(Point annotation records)
┌──

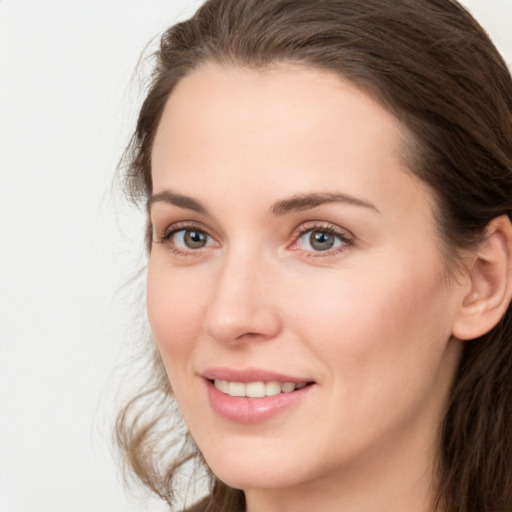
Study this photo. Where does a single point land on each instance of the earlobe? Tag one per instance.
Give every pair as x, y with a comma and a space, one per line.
490, 275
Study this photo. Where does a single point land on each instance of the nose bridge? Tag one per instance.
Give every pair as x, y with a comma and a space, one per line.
240, 307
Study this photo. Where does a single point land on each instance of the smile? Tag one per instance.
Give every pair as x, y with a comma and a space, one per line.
258, 389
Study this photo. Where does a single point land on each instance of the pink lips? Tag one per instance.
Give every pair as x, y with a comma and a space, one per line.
251, 410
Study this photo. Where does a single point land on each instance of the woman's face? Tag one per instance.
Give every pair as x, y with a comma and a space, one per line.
296, 259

└──

» **Task statement**
Reproduce each of the records above word for word, leaving out the pictures.

» **Solution for this problem**
Study this photo. Where does a single point land on each instance of the earlobe? Tag one per instance.
Give every pair as x, y with a comma and a space, one per line.
490, 275
Study this photo. Where does a single point land on each instance of the nose bridge? Tag one per instance.
Give every pair as x, y with a comma and a space, one per line.
240, 307
Study this photo. Where does a single point land on each instance of the smile? Tag one per instance.
Give every pair as x, y with a comma and a space, one per line.
258, 389
Study this photo. Where does a single point land on each instance of the pink lips? Tag one per instance.
Give every pair as x, y with a comma and a space, one per line.
251, 410
Study this photo. Where does a single point land on each instance of the woman's face? Tag one per instance.
Give every pair as x, y with a comma and a space, one per line.
296, 259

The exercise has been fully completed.